Fragmento del documento
Con el paso del tiempo la enseñanza del Magisterio de la Iglesia, asistida por
el Espíritu Santo, se ha ido afinando, y
por ello ha podido servir a una mayor sintonía con la voluntad de Dios.
Los ejemplos podrían
multiplicarse casi indefinidamente, y un caso particular dice relación con la
aplicación de la pena de muerte, la cual desde una tácita aprobación ha dado
lugar a una invitación de no aplicación (Catecismo de la
Iglesia, número, 2267). Casi como acontece con un semáforo: de
la luz verde permisiva, vino la amarilla de precaución y la roja de detención.
Así, leemos en la
Encíclica de San Juan Pablo II, quien frente a los casos en que parece
inminente la aplicación de la pena de muerte señalaba que: “Hoy, sin embargo, gracias a la organización cada vez más adecuada de
la institución penal, estos casos ya son muy raros, por no decir prácticamente
inexistentes” (Evangelium Vitae, número 56).
“Yo
te concedo sabiduría e inteligencia como nadie la ha tenido”.
Una y otra vez hemos de
repetir que los pecadores pertenecen a la Iglesia, pues sobre nuestros pecados
reina siempre la misericordia, que no viene a pintar exteriormente con un barniz
la maldad humana sino que viene realmente ha constituirnos en nuevas personas
desde la realidad de un corazón nuevo. El hombre arrepentido y perdonado
eficazmente por las aguas bautismales y el confesionario experimenta una
verdadera resurrección.

Registros de identificación de posiciones

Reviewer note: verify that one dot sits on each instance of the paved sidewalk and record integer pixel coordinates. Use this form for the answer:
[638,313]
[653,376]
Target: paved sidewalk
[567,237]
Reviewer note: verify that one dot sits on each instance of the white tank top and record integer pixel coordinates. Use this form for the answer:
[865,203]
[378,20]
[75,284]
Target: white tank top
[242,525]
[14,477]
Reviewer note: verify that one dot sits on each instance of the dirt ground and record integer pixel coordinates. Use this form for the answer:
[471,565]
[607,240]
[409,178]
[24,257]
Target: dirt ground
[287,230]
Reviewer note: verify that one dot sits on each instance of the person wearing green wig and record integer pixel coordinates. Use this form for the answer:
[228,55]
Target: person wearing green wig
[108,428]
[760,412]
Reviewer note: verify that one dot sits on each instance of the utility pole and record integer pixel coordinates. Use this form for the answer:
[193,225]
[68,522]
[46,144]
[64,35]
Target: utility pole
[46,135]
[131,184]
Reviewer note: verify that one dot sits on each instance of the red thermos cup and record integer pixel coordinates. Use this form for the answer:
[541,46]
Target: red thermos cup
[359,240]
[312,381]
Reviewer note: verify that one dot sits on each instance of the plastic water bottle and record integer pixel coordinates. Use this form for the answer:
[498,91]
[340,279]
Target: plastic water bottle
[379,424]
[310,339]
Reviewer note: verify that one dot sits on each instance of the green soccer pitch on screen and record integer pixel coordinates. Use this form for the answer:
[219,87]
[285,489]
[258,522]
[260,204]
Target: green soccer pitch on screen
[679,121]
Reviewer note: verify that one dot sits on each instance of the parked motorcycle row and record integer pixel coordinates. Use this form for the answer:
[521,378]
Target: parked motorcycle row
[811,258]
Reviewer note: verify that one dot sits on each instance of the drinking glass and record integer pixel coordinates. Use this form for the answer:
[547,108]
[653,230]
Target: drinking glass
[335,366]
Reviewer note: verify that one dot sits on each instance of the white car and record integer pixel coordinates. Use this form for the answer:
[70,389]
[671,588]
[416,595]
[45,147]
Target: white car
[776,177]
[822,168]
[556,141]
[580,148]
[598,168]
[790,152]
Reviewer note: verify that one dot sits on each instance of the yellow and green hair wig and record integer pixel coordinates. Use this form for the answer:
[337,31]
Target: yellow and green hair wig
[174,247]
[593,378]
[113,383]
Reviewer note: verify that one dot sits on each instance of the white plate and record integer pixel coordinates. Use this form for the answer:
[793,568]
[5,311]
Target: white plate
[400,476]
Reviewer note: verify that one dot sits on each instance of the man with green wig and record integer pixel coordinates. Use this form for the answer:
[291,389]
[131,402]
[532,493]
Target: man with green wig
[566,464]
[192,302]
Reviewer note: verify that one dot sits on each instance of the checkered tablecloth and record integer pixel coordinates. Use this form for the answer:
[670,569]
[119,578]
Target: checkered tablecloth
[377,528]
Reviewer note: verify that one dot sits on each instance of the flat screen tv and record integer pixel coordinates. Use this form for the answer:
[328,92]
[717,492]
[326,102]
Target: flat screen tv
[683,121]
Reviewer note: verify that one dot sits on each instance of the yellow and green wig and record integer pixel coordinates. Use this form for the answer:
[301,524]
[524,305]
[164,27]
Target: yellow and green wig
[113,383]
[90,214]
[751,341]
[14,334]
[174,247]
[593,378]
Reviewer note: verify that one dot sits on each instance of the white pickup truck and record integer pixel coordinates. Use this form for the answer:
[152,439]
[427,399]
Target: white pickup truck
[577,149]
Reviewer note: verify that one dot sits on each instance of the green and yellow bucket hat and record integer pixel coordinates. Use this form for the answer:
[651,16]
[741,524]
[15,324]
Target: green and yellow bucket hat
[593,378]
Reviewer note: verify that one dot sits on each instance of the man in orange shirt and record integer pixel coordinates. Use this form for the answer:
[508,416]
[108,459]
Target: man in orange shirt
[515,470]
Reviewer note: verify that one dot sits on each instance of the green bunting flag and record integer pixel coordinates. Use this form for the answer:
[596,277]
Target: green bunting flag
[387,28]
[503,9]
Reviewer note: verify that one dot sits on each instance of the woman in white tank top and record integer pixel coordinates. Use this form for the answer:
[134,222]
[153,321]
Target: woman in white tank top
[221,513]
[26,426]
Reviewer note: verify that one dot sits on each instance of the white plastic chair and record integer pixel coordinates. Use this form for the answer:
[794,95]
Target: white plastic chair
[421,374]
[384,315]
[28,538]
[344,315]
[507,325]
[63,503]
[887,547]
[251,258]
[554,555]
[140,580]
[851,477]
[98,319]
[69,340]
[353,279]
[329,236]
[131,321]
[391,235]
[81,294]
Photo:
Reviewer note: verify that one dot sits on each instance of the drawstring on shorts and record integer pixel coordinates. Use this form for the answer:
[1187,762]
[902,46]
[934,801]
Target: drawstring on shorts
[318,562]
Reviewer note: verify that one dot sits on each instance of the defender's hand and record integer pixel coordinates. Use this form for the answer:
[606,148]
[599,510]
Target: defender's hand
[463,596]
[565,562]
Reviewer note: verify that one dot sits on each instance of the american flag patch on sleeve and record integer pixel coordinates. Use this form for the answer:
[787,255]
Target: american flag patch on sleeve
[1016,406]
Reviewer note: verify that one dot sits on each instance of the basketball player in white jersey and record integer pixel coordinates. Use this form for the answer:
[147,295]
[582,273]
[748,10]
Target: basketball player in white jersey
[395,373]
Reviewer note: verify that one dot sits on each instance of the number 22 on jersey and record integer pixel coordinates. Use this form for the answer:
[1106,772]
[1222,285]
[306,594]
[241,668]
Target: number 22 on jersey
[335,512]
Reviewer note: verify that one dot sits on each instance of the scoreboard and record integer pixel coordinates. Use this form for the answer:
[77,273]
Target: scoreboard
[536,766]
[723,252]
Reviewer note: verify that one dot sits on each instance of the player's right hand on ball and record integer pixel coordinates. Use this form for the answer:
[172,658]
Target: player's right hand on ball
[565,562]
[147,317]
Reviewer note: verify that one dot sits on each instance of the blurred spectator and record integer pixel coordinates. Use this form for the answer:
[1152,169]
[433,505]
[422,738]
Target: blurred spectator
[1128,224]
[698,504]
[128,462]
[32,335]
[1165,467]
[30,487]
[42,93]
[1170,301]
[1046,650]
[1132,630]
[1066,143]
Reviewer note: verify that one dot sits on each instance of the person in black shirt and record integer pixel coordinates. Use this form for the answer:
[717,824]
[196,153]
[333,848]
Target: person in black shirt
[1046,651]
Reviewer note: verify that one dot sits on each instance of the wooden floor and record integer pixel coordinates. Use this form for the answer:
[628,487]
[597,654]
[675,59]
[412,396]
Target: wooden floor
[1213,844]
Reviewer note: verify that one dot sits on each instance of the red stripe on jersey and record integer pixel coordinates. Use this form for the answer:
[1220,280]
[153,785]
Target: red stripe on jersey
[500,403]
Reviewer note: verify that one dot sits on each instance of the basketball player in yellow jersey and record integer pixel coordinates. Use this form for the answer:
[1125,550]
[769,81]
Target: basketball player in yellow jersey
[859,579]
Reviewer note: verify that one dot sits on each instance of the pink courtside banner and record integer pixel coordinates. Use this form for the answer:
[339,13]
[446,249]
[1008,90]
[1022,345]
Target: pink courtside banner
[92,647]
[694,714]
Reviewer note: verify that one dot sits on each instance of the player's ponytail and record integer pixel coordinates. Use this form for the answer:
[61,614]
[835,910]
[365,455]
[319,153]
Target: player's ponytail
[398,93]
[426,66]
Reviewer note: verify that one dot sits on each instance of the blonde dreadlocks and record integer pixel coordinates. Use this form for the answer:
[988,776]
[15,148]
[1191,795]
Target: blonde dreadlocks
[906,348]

Tarea A
Enumera los colores del semáforo que aparecen en el fragmento, junto con el complemento que acompaña a cada uno.
Tarea B
Muestra cada línea de los registros en la que aparezca la palabra "screen".

Respuesta A
- Verde: permisiva
- Amarilla: de precaución
- Roja: de detención

Respuesta B
Reviewer note: verify that one dot sits on each instance of the green soccer pitch on screen and record integer pixel coordinates. Use this form for the answer:
Target: green soccer pitch on screen
Reviewer note: verify that one dot sits on each instance of the flat screen tv and record integer pixel coordinates. Use this form for the answer:
Target: flat screen tv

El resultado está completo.